- [What you need to do]
Where "hearth" appears in a line of the entries below, that line should be copied.

- [Data for this exercise]
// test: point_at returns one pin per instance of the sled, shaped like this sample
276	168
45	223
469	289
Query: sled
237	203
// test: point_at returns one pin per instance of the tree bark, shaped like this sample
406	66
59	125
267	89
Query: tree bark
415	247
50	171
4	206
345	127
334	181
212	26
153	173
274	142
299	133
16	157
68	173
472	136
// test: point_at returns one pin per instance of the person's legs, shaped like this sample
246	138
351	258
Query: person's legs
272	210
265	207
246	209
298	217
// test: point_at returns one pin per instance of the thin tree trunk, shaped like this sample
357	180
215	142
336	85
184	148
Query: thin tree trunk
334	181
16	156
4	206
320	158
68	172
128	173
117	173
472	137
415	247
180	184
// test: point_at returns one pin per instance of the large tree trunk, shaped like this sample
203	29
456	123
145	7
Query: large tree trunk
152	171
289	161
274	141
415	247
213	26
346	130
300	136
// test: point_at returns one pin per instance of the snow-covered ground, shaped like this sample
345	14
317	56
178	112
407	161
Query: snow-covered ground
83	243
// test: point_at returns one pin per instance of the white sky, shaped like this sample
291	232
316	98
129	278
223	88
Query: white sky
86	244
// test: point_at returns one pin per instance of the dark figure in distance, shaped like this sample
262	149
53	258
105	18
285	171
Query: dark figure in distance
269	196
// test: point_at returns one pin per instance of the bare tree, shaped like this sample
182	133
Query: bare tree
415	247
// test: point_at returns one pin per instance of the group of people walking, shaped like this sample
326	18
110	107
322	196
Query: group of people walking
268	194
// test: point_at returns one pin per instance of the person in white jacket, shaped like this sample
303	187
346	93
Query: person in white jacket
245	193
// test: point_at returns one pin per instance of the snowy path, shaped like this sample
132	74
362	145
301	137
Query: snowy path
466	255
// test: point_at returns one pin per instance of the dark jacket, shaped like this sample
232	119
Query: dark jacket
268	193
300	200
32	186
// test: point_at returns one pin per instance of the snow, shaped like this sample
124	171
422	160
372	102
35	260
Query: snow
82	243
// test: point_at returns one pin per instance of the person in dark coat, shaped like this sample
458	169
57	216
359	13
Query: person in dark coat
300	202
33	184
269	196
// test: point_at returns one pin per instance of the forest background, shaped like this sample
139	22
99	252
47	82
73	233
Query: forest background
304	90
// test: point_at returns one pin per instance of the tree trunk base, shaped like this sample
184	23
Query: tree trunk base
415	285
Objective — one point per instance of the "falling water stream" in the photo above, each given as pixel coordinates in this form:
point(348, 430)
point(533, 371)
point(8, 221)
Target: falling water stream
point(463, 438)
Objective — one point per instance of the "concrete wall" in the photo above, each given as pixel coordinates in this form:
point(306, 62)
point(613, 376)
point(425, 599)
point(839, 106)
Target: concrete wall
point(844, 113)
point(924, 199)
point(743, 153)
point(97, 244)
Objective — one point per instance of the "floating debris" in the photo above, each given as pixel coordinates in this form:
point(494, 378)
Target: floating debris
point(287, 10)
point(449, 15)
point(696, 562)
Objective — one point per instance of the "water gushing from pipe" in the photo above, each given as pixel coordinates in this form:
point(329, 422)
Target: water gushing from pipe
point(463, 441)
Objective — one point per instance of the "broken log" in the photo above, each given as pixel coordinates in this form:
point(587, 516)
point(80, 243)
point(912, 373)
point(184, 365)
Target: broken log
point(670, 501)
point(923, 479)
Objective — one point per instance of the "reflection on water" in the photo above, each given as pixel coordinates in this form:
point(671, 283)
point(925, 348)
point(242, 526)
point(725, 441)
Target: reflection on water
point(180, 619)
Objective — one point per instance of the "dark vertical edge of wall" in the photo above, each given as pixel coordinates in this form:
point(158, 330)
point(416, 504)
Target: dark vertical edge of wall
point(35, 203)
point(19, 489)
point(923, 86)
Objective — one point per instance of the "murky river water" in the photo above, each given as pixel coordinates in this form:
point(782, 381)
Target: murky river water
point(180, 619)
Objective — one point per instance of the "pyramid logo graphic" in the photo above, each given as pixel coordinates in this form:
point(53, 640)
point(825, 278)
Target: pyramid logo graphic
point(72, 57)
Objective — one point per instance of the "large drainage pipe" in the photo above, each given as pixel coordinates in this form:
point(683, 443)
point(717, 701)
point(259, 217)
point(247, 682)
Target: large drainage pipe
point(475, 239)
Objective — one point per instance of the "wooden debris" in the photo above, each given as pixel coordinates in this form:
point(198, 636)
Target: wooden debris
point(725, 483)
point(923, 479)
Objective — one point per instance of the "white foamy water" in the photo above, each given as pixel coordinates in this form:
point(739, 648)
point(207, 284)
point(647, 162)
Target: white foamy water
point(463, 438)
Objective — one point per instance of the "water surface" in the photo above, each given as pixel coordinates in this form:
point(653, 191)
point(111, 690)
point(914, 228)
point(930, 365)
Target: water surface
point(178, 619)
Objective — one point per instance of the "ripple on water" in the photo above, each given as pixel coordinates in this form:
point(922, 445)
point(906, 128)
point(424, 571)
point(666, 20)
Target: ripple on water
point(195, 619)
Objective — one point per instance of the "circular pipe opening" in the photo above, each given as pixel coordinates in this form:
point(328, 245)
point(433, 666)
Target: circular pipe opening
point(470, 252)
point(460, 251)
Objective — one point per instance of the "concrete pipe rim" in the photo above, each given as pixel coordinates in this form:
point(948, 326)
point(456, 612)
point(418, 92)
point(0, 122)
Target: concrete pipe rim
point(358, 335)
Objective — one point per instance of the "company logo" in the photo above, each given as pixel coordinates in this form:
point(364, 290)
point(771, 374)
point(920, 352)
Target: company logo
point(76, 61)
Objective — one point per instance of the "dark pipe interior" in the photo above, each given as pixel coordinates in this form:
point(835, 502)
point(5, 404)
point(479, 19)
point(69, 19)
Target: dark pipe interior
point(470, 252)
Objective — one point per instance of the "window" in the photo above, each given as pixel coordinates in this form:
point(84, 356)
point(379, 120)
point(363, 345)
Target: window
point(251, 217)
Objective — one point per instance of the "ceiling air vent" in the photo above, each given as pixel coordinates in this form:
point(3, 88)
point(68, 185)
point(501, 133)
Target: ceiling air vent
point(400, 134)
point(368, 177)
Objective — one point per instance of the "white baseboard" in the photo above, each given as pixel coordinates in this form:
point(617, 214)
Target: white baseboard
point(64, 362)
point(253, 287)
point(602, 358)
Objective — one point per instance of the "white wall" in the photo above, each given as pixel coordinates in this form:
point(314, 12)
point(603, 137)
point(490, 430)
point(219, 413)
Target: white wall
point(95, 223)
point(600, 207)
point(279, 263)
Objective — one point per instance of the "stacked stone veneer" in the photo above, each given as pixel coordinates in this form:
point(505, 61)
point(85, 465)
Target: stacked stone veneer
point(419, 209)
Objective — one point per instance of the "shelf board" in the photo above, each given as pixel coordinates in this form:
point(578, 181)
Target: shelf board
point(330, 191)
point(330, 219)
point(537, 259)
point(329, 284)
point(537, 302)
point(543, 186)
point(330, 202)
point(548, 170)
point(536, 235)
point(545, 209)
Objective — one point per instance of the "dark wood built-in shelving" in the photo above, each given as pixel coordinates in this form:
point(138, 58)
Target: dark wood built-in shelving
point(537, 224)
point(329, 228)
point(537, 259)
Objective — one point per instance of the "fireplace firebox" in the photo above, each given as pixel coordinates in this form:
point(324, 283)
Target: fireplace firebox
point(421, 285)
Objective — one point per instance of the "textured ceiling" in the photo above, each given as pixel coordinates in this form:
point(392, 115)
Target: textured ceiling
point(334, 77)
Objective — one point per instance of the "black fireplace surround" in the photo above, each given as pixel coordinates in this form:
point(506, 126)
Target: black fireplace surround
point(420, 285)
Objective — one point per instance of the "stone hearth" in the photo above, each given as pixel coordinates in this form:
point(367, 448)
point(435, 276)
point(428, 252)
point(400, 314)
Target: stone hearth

- [Written answer]
Objective — one point per instance of the "stone hearth" in the photo above, each given as pixel coordinates in this form:
Target: stone hearth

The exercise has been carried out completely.